*What this exercise asks:*
1. In the fair values note, what was the fair value of the Trust's convertible debentures at March 31, 2008?
2. Rewrite the fair values note from "Fair Values" to "on market price.", changing "floating" to "variable".

The Trust had no interest related derivative contracts in place as at or during the three months ended March 31, 2008.
Fair Values
The carrying amount of the Trust's financial instruments, including
accounts receivable, accounts payable and accrued liabilities, and
distributions payable, approximate their fair value due to their short
term to maturity.
The notes payable and receivable are due to/from MFC, are due on
demand and bear interest at prime plus three percent. As the notes bear
interest at a floating market rate, the fair market value approximates
the carrying amount.
The Trust's bank debt and cash and cash equivalents bear interest at
floating market rates and, accordingly, the fair market value
approximates the carrying amount.
The fair value of the Trust's convertible debentures at March 31, 2008 was $101 million, based on market price.
Derivative contracts are recorded at fair value on the balance sheet
as current or long-term, assets or liabilities, based on their fair
values on a contract by contract basis. The fair value of derivative
contracts is determined by discounting the difference between the
contracted prices and published forward curves as of the balance sheet
date, using the remaining contracted oil and natural gas volumes.
Three months ended Year ended
March 31, 2008 December 31, 2007
---------------------------------------------------------------------------
Long term unrealized gain on
derivative contracts $ 594 $ -
Long term unrealized loss on
derivative contracts (952) -
---------------------------------------------------------------------------
Long term unrealized loss on
derivative contracts (358) -
Current unrealized gain on
derivative contracts - 3,389
Current unrealized loss on
derivative contracts (31,761) (12,973)
---------------------------------------------------------------------------
Current unrealized loss on
derivative contracts (31,761) (9,584)
---------------------------------------------------------------------------
---------------------------------------------------------------------------
Fair value of derivative contracts $(32,119) $(9,584)
---------------------------------------------------------------------------
---------------------------------------------------------------------------
As at March 31, 2008, the total fair value of derivative contracts
was a liability of $32.1 million. The change in the fair value for the
quarter of $22.5 million has been recognized as an unrealized loss in
the statement of income.
The following table reconciles the movement in the fair value of the Trust's derivative contracts:
Three months ended March 31
------------------------------
2008 2007
---------------------------------------------------------------------------
Unrealized loss, beginning of period $ (9,584) $ -
Unrealized gain on adoption of
new accounting standards - 4,521
Unrealized loss, end of period (32,119) (3,229)
---------------------------------------------------------------------------
Unrealized loss (22,535) (7,750)
Realized gain (loss) in the period (5,491) 2,274
Reclassification from other
comprehensive income - 1,379
---------------------------------------------------------------------------
Loss on derivative contracts $(28,026) $(4,097)
---------------------------------------------------------------------------
---------------------------------------------------------------------------
Capital Management
The Trust's policy is to maintain a strong and flexible capital base
ensuring distribution levels are sustainable, while at the same time
providing the flexibility to take advantage of operational and
acquisition opportunities.

*Collected data:*
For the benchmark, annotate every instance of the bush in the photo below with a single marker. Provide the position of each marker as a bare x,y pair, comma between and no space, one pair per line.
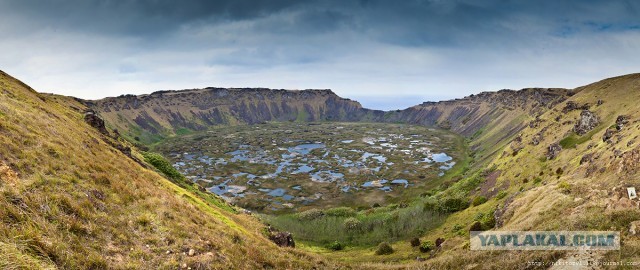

*Responses for each task:*
1. It was $101 million, based on market price.

2.
Fair Values
The carrying amount of the Trust's financial instruments, including
accounts receivable, accounts payable and accrued liabilities, and
distributions payable, approximate their fair value due to their short
term to maturity.
The notes payable and receivable are due to/from MFC, are due on
demand and bear interest at prime plus three percent. As the notes bear
interest at a variable market rate, the fair market value approximates
the carrying amount.
The Trust's bank debt and cash and cash equivalents bear interest at
variable market rates and, accordingly, the fair market value
approximates the carrying amount.
The fair value of the Trust's convertible debentures at March 31, 2008 was $101 million, based on market price.